* [What is required]: Reproduce the entries exactly. Omit none of them.

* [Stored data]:
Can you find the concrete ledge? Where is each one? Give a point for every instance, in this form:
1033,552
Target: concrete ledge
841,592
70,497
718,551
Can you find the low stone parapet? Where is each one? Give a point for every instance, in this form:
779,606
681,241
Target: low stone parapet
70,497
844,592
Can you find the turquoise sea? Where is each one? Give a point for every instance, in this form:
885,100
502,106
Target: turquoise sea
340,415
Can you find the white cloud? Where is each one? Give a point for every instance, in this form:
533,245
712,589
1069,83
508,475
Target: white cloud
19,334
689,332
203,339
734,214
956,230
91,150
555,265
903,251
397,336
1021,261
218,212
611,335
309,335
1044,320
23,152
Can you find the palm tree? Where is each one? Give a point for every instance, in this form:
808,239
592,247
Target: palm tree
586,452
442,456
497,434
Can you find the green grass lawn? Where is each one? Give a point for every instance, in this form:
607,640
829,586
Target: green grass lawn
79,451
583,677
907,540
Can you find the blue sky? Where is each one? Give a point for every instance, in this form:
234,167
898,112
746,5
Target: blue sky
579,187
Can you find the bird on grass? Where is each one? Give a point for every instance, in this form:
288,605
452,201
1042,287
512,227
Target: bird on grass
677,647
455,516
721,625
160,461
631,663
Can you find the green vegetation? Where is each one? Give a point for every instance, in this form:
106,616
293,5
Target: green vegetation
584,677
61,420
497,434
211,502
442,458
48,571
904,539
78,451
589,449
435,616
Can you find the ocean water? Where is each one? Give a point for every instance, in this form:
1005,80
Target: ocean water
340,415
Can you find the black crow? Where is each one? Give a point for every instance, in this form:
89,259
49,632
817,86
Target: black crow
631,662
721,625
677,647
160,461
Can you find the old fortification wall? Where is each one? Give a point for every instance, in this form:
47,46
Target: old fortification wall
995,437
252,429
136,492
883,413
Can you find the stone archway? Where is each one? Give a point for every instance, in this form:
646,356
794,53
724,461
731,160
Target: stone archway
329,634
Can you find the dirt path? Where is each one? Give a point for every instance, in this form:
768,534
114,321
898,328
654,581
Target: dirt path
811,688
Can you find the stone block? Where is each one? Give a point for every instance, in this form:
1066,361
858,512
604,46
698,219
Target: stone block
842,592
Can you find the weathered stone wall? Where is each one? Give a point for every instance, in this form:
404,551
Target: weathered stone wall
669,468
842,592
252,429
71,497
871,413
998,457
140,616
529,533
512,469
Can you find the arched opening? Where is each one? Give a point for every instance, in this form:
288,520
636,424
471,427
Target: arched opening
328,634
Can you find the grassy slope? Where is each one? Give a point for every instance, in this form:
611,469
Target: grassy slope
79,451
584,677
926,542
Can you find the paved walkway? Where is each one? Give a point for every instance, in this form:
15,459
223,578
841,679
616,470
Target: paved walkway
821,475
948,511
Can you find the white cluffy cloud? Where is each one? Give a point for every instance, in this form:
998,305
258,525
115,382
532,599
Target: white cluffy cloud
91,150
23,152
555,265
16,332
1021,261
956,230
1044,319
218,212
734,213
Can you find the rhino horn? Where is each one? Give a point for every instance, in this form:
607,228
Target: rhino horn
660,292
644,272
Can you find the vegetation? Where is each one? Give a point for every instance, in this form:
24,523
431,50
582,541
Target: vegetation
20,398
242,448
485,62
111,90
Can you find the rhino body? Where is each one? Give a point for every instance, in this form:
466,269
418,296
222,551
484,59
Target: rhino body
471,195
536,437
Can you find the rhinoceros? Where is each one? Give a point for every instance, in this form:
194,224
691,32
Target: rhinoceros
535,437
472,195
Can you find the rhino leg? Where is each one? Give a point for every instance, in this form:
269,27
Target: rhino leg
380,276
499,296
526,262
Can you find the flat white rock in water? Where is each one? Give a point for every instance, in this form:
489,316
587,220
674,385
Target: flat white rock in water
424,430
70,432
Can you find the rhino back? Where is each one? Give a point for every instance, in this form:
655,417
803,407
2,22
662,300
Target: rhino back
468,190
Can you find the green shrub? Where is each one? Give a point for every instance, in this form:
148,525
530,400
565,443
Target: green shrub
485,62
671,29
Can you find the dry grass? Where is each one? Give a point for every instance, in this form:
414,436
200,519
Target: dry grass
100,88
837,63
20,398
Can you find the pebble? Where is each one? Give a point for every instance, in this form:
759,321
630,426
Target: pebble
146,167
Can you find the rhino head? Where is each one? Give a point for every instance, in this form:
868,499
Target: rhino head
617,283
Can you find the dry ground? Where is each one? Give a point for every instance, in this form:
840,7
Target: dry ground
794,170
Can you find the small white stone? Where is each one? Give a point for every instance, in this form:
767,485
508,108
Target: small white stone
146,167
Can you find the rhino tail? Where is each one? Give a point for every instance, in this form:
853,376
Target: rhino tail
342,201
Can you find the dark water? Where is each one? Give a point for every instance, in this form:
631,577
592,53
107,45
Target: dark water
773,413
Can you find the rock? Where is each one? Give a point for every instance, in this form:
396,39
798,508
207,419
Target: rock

* [Solved exercise]:
Can you find the concrete ledge? Where is each one? Give a point for every instance, in this form:
1033,552
Target: concrete ledge
841,592
70,497
718,551
Can you find the low stone parapet? Where is each one? Give a point for every instance, in this form:
779,606
681,241
Target: low stone parapet
70,497
844,592
Can you find the turquoise sea? Where is each one? Give a point for every instance, in this form:
885,100
502,106
Target: turquoise sea
340,415
Can you find the white cloud? Where is each one? Give a point for every instance, in this form:
533,245
712,589
1069,83
508,475
Target: white cloud
19,334
689,332
203,339
734,214
956,230
91,150
555,265
903,251
397,336
1021,261
218,212
611,335
309,335
1044,320
23,152
Can you find the palm tree? Where is each one? Give a point for every instance, in this form:
808,239
592,247
Target: palm tree
586,452
442,456
497,434
Can you find the green grass lawn? Where is each one? Give a point for every instance, in this form:
607,640
829,586
Target: green grass lawn
79,451
583,677
907,540
Can you find the blue sky? Where is each one? Give a point for every instance, in this form:
234,167
898,112
746,5
Target: blue sky
579,187
Can you find the bird on grass? Where is each one? Give a point for every instance, in this form:
288,605
452,201
1042,287
512,227
Target: bird on grass
677,647
455,516
721,625
160,461
631,663
Can you find the green vegetation? Where is each one? Give a point for every instance, in this form:
106,616
293,5
Target: green vegetation
584,677
61,420
497,434
211,502
442,458
48,571
904,539
78,451
589,449
435,616
Can you find the ocean water? Where is each one? Give a point for every instance, in this form:
1005,80
Target: ocean water
340,415
Can you find the black crow? Where is each one? Give a point for every instance, in this form:
89,259
49,632
817,86
Target: black crow
631,662
721,625
677,647
160,461
Can you find the old fortification wall? Where is each one? Give a point for every instance, in this form:
47,46
Target: old fortification wall
995,437
252,429
136,492
883,413
Can you find the stone archway? Where is each one? Give a point for every instance, in this form:
646,356
794,53
724,461
731,160
Target: stone archway
329,634
Can you find the dirt path? Where is each one? Give a point for every instance, in this form:
768,534
114,321
898,328
654,581
Target: dirt path
811,688
Can you find the stone block? Where is each one? Give a point for every instance, in this form:
1066,361
858,512
604,46
698,219
Target: stone block
842,592
Can you find the weathered stone wall? Where is each one? Give a point for every instance, in this form:
404,551
Target: weathered stone wall
669,468
842,592
252,429
71,497
871,413
998,457
140,616
529,533
512,469
Can you find the arched opening? Where is each one? Give a point for every instance, in this form:
288,520
636,424
471,427
Target: arched opening
328,634
Can you find the grassy slope? Where is each one? Give a point for every instance, in this form:
611,469
Target: grassy slope
79,451
584,677
926,542
Can you find the paved walkway? Where is each one? Give a point for every instance, in this form:
15,459
223,578
841,679
616,470
Target: paved walkway
821,475
948,511
Can you find the white cluffy cloud? Where is each one? Give a point for every instance, in this form:
998,305
258,525
115,382
532,599
Target: white cluffy cloud
91,150
23,152
555,265
16,332
1021,261
956,230
1044,319
218,212
734,213
Can you find the rhino horn? Where is each one? Give a point for every instance, in this form:
607,228
Target: rhino horn
660,292
644,272
Can you find the vegetation? Where is each one? Give a point for every instance, in this form:
24,523
431,50
582,541
Target: vegetation
20,398
242,448
485,62
111,90
Can you find the rhino body? Where is each one? Give a point for every instance, in this form:
466,269
418,296
222,551
484,59
Target: rhino body
471,195
536,437
Can you find the rhinoceros? Where is each one? Give a point for every instance, in this form:
194,224
691,32
Target: rhinoceros
535,437
472,195
Can you find the rhino leg? Where is each one? Give a point for every instance, in this form:
269,27
Target: rhino leg
380,276
499,296
526,262
Can you find the flat white rock in water? Where is each one? Give a point for every instance, in this form:
489,316
587,220
674,385
Target: flat white rock in water
424,430
70,432
Can you find the rhino back? Where is each one? Give a point for every instance, in this form:
655,417
803,407
2,22
662,300
Target: rhino back
468,190
Can you find the green shrub? Where is each one? Give a point for every instance, in this form:
148,525
530,400
565,443
Target: green shrub
485,62
671,29
Can you find the dry grass? Where is each one? Give a point for every instance, in this form:
414,436
200,519
Target: dry grass
100,88
837,63
20,398
Can you find the pebble? Where is each one? Give a point for every instance, in this form:
759,321
630,426
Target: pebble
146,167
Can you find the rhino head? Where is each one? Give a point for every instance, in this form:
868,499
Target: rhino head
617,283
Can you find the dry ground? Where is each one? Give a point for every instance, in this form:
840,7
Target: dry ground
794,170
Can you find the small white stone? Where is each one? Give a point for every instance, in this form:
767,485
508,108
Target: small white stone
146,167
Can you find the rhino tail? Where is each one? Give a point for every instance, in this form:
853,376
Target: rhino tail
342,201
Can you find the dark water? Where is each one? Give a point for every instance, in this form:
631,577
592,53
107,45
Target: dark water
773,413
Can you find the rock? Where is each one? Give a point for every instance, in this form:
396,39
798,508
207,419
Target: rock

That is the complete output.